Free-text object descriptions:
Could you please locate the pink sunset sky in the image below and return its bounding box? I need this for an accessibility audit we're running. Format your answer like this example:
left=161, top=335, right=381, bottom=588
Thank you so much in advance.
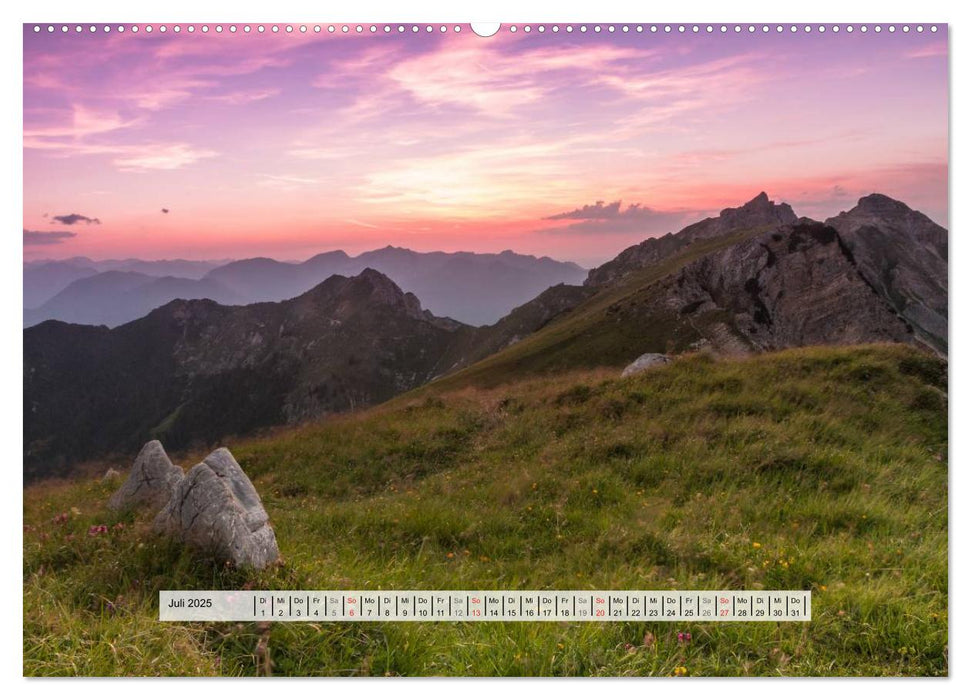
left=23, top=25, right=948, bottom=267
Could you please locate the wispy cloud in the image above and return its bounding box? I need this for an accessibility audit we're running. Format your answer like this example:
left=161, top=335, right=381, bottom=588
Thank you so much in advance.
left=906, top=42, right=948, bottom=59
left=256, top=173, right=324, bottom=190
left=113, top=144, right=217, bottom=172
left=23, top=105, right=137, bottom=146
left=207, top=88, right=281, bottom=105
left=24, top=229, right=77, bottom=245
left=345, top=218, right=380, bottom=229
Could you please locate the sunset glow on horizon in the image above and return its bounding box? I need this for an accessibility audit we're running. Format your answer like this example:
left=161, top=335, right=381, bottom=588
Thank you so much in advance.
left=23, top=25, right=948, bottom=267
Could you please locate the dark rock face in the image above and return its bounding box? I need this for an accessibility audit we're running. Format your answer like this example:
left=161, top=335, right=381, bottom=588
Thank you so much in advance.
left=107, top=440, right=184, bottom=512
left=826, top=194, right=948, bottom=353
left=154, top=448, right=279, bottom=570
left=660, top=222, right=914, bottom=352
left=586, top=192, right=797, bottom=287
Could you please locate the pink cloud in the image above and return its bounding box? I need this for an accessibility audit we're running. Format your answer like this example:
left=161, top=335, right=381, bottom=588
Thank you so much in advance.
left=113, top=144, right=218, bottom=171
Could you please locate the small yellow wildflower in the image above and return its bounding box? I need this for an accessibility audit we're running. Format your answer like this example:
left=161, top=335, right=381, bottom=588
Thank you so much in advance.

**Work request:** Your task is to reproduce every record exactly while omitting the pictures.

**Response:**
Could you please locate the pink sunset sky in the image below and return its bounding box? I need this for an accessibility audit we're running. Format your answer like this example:
left=161, top=335, right=381, bottom=588
Thank you so much in advance.
left=23, top=25, right=948, bottom=267
Could you please locate the wispy cloud in the image above and return its bounding box? I need this for an accessibility audit we're running. Format your answer like this example:
left=161, top=335, right=381, bottom=588
Thank you so much in advance.
left=906, top=42, right=948, bottom=59
left=256, top=173, right=324, bottom=190
left=113, top=144, right=217, bottom=172
left=23, top=105, right=137, bottom=146
left=207, top=88, right=281, bottom=105
left=24, top=229, right=77, bottom=245
left=345, top=218, right=380, bottom=229
Could you please locate the sunset glow on horizon in the image above and return its bounding box? I need this for an accessibility audit we're running. Format your answer like this example:
left=161, top=335, right=381, bottom=588
Thank you so much in advance.
left=23, top=25, right=948, bottom=267
Could you please locate the dark rock face in the image above and return its bounding box? I need this for an accessibility audit we're running. Format your answer like this example:
left=161, top=335, right=381, bottom=588
Thank you so much in advance.
left=107, top=440, right=184, bottom=512
left=826, top=194, right=948, bottom=353
left=154, top=448, right=279, bottom=570
left=660, top=222, right=914, bottom=352
left=586, top=192, right=797, bottom=287
Could you please locate the pink cloud in the image above and return its bounding box? I need this for an accessibility audit we're running. Format your answer like this example:
left=161, top=335, right=381, bottom=588
Thank you so much in advance.
left=113, top=144, right=218, bottom=171
Could you please locate the small yellow wildflower in the image above and return its bounding box? I need this for an accessibility audit we're running. Format your answer like this example:
left=161, top=335, right=381, bottom=588
Thank you so much in advance.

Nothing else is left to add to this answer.